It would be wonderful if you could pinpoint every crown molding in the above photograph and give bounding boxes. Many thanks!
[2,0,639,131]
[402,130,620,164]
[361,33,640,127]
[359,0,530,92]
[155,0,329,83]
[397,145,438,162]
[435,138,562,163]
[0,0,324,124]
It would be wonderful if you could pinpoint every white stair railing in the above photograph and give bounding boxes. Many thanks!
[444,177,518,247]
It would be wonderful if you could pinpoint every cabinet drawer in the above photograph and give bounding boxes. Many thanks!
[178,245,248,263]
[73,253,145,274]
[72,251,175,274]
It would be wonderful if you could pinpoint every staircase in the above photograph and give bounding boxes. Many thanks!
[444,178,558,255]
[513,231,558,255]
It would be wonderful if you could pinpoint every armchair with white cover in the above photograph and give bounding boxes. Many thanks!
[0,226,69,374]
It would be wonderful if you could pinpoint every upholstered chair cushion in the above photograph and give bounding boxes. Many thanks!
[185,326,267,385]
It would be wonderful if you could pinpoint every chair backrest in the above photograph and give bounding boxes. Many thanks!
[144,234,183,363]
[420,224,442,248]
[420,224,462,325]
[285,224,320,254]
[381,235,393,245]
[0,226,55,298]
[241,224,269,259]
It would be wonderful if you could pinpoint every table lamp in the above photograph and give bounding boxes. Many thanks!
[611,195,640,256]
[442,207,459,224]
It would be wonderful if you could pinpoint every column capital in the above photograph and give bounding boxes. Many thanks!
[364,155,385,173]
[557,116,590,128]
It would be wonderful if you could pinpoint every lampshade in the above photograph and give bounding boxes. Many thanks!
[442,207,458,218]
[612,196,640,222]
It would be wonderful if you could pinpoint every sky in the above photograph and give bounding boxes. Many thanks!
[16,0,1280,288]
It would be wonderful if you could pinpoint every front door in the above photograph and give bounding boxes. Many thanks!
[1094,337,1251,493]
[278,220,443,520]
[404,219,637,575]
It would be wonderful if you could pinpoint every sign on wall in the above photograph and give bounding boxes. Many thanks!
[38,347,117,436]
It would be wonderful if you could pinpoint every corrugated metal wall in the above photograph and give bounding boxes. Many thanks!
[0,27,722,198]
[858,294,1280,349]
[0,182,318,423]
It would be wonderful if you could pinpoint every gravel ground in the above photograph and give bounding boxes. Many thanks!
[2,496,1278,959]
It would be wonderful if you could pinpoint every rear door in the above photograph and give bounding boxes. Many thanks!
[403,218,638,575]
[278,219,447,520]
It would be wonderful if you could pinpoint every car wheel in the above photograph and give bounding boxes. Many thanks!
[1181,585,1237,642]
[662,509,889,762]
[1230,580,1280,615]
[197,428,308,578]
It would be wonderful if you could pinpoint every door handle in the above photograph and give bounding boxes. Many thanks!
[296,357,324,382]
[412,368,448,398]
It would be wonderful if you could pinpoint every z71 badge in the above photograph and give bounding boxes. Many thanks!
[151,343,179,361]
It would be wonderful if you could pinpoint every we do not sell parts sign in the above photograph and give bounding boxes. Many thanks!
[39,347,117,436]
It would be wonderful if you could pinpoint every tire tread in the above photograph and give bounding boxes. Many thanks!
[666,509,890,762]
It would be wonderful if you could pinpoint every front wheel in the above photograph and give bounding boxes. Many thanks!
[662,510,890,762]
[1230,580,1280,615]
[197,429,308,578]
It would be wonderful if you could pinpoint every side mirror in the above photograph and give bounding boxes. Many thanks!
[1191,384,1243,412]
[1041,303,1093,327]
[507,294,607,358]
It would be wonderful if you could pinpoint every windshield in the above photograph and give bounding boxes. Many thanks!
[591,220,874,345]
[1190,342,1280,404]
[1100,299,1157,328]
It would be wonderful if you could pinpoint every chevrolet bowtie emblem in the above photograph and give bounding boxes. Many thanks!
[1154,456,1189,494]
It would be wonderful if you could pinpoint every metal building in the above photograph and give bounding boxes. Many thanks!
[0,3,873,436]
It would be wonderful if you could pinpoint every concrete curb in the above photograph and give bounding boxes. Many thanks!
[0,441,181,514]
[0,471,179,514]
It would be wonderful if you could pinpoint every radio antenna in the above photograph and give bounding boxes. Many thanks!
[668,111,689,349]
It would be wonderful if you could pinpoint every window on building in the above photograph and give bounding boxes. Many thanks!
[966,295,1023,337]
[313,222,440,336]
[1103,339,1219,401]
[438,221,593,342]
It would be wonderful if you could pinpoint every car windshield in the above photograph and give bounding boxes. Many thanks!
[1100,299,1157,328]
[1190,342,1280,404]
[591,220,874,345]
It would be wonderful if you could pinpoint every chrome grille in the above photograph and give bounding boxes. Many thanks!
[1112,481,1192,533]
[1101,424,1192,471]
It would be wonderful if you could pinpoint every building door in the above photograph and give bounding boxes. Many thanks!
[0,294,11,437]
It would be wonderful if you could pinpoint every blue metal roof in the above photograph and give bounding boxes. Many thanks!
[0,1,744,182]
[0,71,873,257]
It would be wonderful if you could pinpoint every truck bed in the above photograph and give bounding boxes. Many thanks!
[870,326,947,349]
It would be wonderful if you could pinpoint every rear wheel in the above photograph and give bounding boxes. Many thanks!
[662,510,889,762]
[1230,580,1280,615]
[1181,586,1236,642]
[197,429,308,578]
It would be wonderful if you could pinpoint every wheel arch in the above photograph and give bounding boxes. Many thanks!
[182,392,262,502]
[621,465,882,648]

What is expected: Print every record above exactly as it stands.

Written solution:
It would be wonderful if you could pinpoint every crown molding in the above photograph and give bounding boxes. Many thanks!
[2,0,639,131]
[402,130,620,164]
[361,33,640,127]
[359,0,530,92]
[155,0,329,83]
[397,145,438,162]
[435,138,562,163]
[0,0,324,124]
It would be wonderful if you could pinpoint every white stair railing in the above photograph and give bounding boxes. Many thanks!
[444,177,518,247]
It would be wonderful if you could pinpoint every cabinet drawer in the above photograph and give bounding boxes. Many thanks!
[178,245,248,263]
[73,253,145,274]
[72,251,175,274]
It would be wonderful if you could pinpoint every staircase in the above photograph and give bounding boxes. Many thanks!
[444,178,558,255]
[513,231,558,255]
It would be wonderful if you could pinpoint every armchair with white cover in the above photograph and give bounding boxes. Many thanks!
[0,226,69,374]
It would be wonderful if you could pinpoint every upholstered chair cushion in the above photograph and give bounding boxes. Many thanks!
[185,326,267,385]
It would be wonderful if you could pinpoint every chair backrest in the above photograph and give bounding boxes. Many thanks!
[144,234,183,363]
[420,224,442,248]
[420,224,462,325]
[285,224,320,254]
[381,235,393,245]
[0,226,55,298]
[241,224,269,259]
It would be wonderful if you could pinpoint every table lamp in the above photograph and give bounding boxes. Many thanks!
[611,195,640,256]
[442,207,459,224]
It would be wonderful if you could pinpoint every column capital in the above photograph and give bounding boxes. Many thanks!
[364,155,385,173]
[557,116,590,128]
It would be wonderful if you could pinpoint every lampshade in the above photograph and give bounding boxes. Many thanks!
[442,207,458,218]
[612,196,640,222]
It would be wonderful if you could pinpoint every sky in the above photograph and give bounding boxes. Many thanks!
[16,0,1280,288]
It would be wonderful if you could pinpoint every front door in the above photograph and give bounding boxes. Many thanks!
[1094,337,1251,493]
[278,220,443,520]
[404,219,637,575]
It would be wonderful if you could pinpoint every sign on wall in the above photograph and give bounding boxes. Many thanks!
[38,347,117,436]
It would be wonderful if you could pinpoint every corrugated metal wall in the above photograph and give bounding boxes. Many thanks!
[0,27,722,198]
[858,294,1280,349]
[0,182,318,423]
It would be wonderful if you could pinpoint every gravel ground in the above photograph and give bounding boxes. Many thanks!
[2,496,1278,959]
It would be wonderful if you could pinpoint every rear door in the above photograph and give bounding boxes. Many thanks!
[403,218,638,575]
[278,219,447,520]
It would be wonderful if you could pinpoint every car wheel in the above photograph and give bounding boxes. Many thanks!
[1181,585,1237,642]
[662,509,889,762]
[1230,580,1280,615]
[197,428,308,578]
It would be wonderful if you could pinpoint every door handle in the above photograph and give bounding boxes. Many thanks!
[296,357,324,382]
[412,368,448,398]
It would be wonderful if you could pinpoint every z71 badge in the above photograph and give bounding boxes. Many thanks!
[151,343,179,361]
It would be wonderful if you could pinpoint every we do not sell parts sign in the above photograph and give bounding boxes. Many thanks!
[39,347,117,436]
It would be wonderful if you could pinpoint every tire tread in the above photograph and give bounding boxes. Many thanks!
[666,509,890,762]
It would be wonderful if you could pinpoint every front wheel in the above photograph and give bounding boxes. Many thanks!
[662,510,890,762]
[1230,580,1280,615]
[197,429,308,578]
It would be wonderful if you could pinpoint every side mirror in the above photograph and give bounding boxes. Many thanks!
[1191,384,1243,412]
[1041,303,1093,327]
[507,294,607,358]
It would be wonderful if you could pinpoint every windshield in the above photograph and give bounding boxes. Many thanks!
[591,220,874,345]
[1190,342,1280,404]
[1100,299,1157,328]
It would be wonderful if you could pinpoint every chevrolet bowtie emblem in the above photograph and give bounding boxes. Many thanks!
[1154,456,1189,494]
It would be wonderful if you could pinpoint every metal building in the above photograph and give bounding boxes. Many thanks!
[0,3,873,436]
It would be wonderful if you could pinpoint every concrete curb in the above photograph and give bounding boxes. Many thanks!
[0,441,181,514]
[0,471,179,514]
It would be wonderful if you could pinpoint every radio antenna in the above photograph and give bounding boxes. Many thanks!
[668,111,689,349]
It would be wonderful if you could pinpoint every window on building in the above photograph and give bounding boxes. Many thanks!
[966,295,1023,337]
[313,222,440,336]
[1103,339,1219,401]
[438,221,593,342]
It would be wonderful if you could pinpoint every car windshield in the above photograph and give bounding boxes. Many thanks!
[1100,299,1157,328]
[1190,342,1280,404]
[591,220,874,345]
It would be wonderful if you could pinpoint every chrome grille in the above photograph and give bounding boxes. Many thanks!
[1112,481,1192,533]
[1101,424,1192,471]
It would be wonderful if you could pinpoint every building door in the above photograph and give bounding boxes. Many thanks!
[0,294,11,437]
It would be wonderful if you could pinpoint every blue metal roof in the above photograph and give bounding boxes. Many thanks!
[0,1,744,182]
[0,71,873,257]
It would be wonderful if you could pinpoint every truck bed in the above photograph and give bounding boxes. Many thanks!
[870,326,947,349]
It would be wonderful if you could pinpoint every rear wheel in the above photograph and give bounding boxes. Many thanks!
[662,510,889,762]
[1230,580,1280,615]
[1181,586,1236,642]
[197,429,308,578]
It would be wonderful if you could pinpoint every wheel arch in the above photograph and give bounding boxes. Many thanks!
[182,392,262,502]
[621,465,882,648]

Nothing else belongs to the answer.